— SOURCE PASSAGE —
------------------------

On Sunday, the Cubs lost trying to find a good spot to get Trey Mancini some action after he spent a lot of time on the bench during this hot streak. He hadn’t played since Wednesday and then the Friday before that. Is it mean to observe that the team taking off has somewhat coincided with decreased playing time for Mancini? You be the judge of that. But he’s clearly fallen out of circulation with the success of Mike Tauchman and Christopher Morel and the return to health of Cody Bellinger. The roster got a whole lot more crowded.
It’s amazing how baseball will find your end of the roster guys. The last day before Patrick Wisdom went on the injured list, a couple of balls found him in left field that he played awkwardly. We’ve all watched plenty of games where the left fielder doesn’t do much more than back up some throws and drift under a couple of lazy fly balls. We’ve all seen plenty of games where there aren’t a lot of close plays at first where timing, the stretch and the ability to scoop all come into play. Other times, it might be when you try to sneak the guy who’s been struggling through the sixth with a three- or four-run lead.
You can talk intensity and all of that, but the biggest difference between the regular season and the playoffs is how much less likely you are to use those guys at the end of the roster. In a short burst, you play your best and live and die with them. The regular season, more than anything, measures not even how good your roster is 1 to 26, but how good it is 1 to 35 or even 1 to 40.
I’m not telling you anything that you didn’t already know when I say that the Cubs aren’t 26 deep at this point. There has been some amount of moving around the furniture and changing out the drapes, but from the wrong angle, the room looks awful. During this stretch where I’ve talked about the Cubs getting greedy, we’ve seen less of those end of the roster guys. But darned if Ross didn’t try to give Cody Bellinger a bit of a day off and it bit the team in the butt.
It would be one thing if Cody were still nursing a sore knee and just wasn’t really available on Sunday. But after Mancini misplayed a ball at first, Bellinger played most of the game. By then, though, it was too late. I always caution about sequencing, but the misplay by Mancini was monumental. Marcus Stroman had a rough inning, but he gets the ground ball with the bases loaded. To be fair, Tommy Edman gets down the line pretty well. But if Mancini makes a clean play, that’s the third out.

------------------------

— TASK SET —
a) In the Cubs passage, give the stretch from "You can talk" through "even 1 to 40." again, switching "playoffs" to "postseason".
b) Answer these questions from the Cubs passage, one per line:
(i) Before Sunday, on what day had Trey Mancini last played?
(ii) Which player went on the injured list after playing some balls awkwardly in left field?
(iii) Which Cubs pitcher had a rough inning on Sunday?

— DATA BLOCK —
------------------------

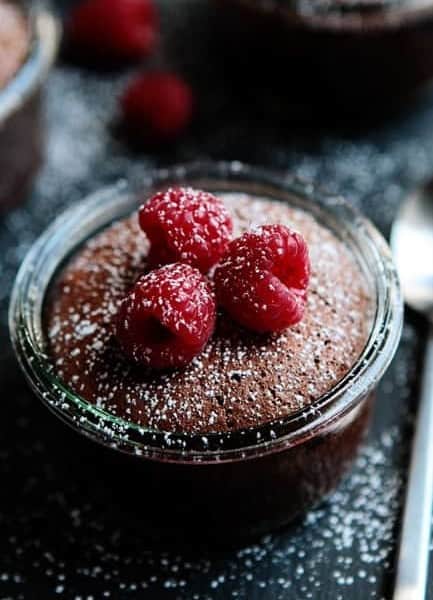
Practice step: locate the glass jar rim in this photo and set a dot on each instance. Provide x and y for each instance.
(99, 210)
(44, 42)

------------------------

— ANSWER SET —
a)
You can talk intensity and all of that, but the biggest difference between the regular season and the postseason is how much less likely you are to use those guys at the end of the roster. In a short burst, you play your best and live and die with them. The regular season, more than anything, measures not even how good your roster is 1 to 26, but how good it is 1 to 35 or even 1 to 40.

b)
(i) Wednesday
(ii) Patrick Wisdom
(iii) Marcus Stroman